Do not copy the pictures; transcribe all other material exactly.

━━━ Data for this task ━━━

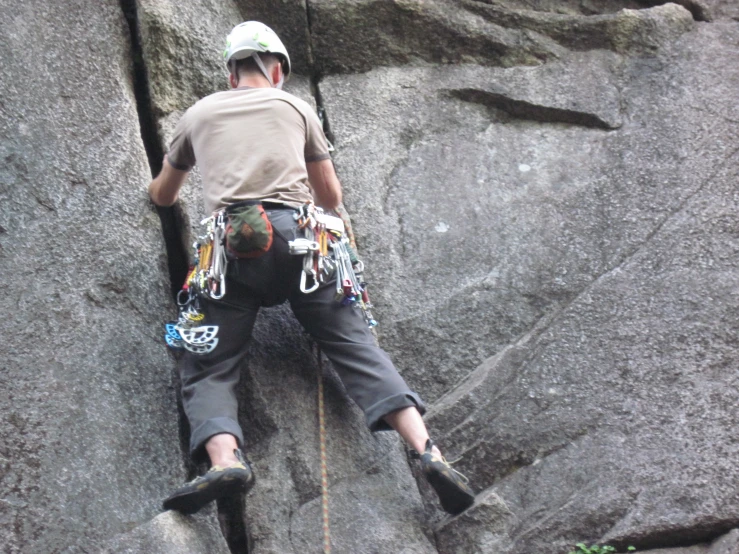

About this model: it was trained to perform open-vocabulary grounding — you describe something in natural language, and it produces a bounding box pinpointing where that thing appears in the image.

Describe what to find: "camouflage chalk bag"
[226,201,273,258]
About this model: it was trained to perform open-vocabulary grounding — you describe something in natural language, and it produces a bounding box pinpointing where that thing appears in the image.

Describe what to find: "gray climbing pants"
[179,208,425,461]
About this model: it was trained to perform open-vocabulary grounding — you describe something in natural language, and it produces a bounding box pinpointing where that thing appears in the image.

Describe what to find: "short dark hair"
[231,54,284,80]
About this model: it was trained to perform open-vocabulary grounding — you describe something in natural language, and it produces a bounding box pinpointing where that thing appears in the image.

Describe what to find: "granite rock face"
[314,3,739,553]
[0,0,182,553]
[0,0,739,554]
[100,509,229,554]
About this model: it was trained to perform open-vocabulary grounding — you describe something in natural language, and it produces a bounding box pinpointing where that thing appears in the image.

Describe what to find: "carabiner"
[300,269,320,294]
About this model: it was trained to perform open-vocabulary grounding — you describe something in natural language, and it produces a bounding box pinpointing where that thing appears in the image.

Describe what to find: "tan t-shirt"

━━━

### Finished answer:
About this model: it was trained to perform open-vocabulary grounding — you describe something in natural language, and it produces a bounding box pinpointing where that thing appears in the image.

Describe what to find: "camouflage chalk bag"
[226,201,273,258]
About this model: it was trained to perform open-vocabulary grounding — you describe something in natural language, and it produces a bounding box pinpointing where that thing appears in the image.

Describe what to find: "gray climbing pants"
[179,208,425,461]
About this model: it was trained to perform open-vocabulary grounding — you describe something in natural language, and it produces a bounding box pinpointing where that thing appears in the image.

Describe what to find: "short dark hair"
[231,54,284,80]
About this model: it was trained to perform open-vocabulary grounding — you describe something in natural language, and it produces a bounding box pinpointing where that thing appears in the image.

Describe what to find: "granite rock face"
[314,3,739,553]
[0,0,182,553]
[0,0,739,554]
[100,509,229,554]
About this model: it was trained to perform open-vocabulary grounding — you describe something in natural language, and it produces a bounding box pinpointing where that thing appears in the image.

Describe what to find: "carabiner"
[300,269,320,294]
About this model: it was trained to perform open-vocabulary grounding — you describe something in natural language, and it produces a bounding box pinpointing where that thing appears in the image.

Describe what to find: "tan t-shirt"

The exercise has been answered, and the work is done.